### Do this
Reproduce each of the rows below word for word, leaving out the pictures.

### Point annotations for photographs
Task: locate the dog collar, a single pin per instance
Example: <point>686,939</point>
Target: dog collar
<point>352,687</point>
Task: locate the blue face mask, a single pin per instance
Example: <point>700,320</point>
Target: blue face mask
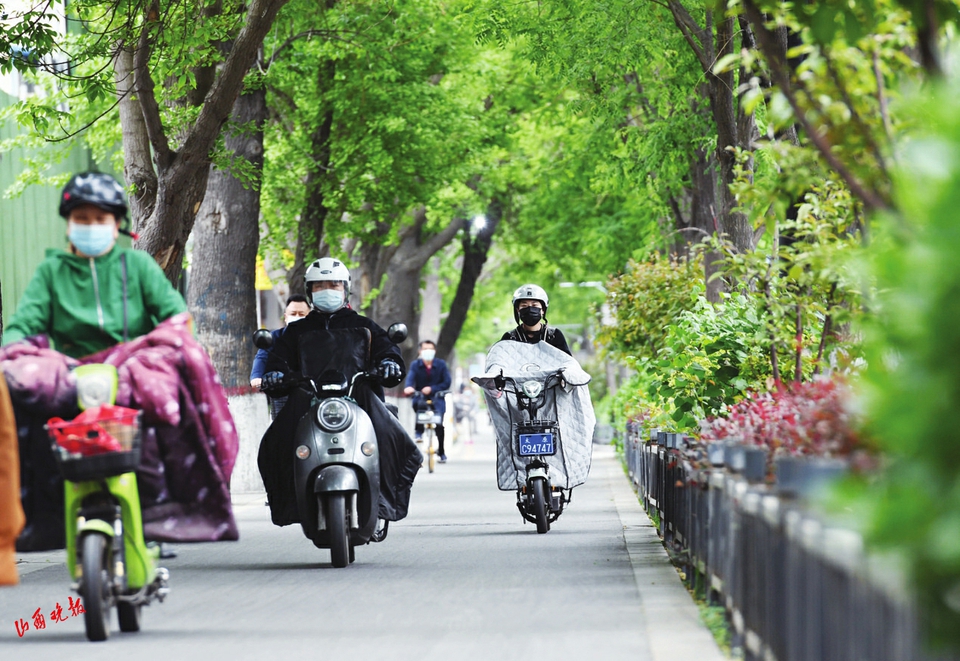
<point>328,300</point>
<point>92,240</point>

### Task solution
Task: locate the dog collar, a single pin per instance
Example: <point>686,939</point>
Target: dog collar
<point>352,687</point>
Task: locate the blue face mask, a single pin per instance
Example: <point>700,320</point>
Target: blue face mask
<point>328,300</point>
<point>92,240</point>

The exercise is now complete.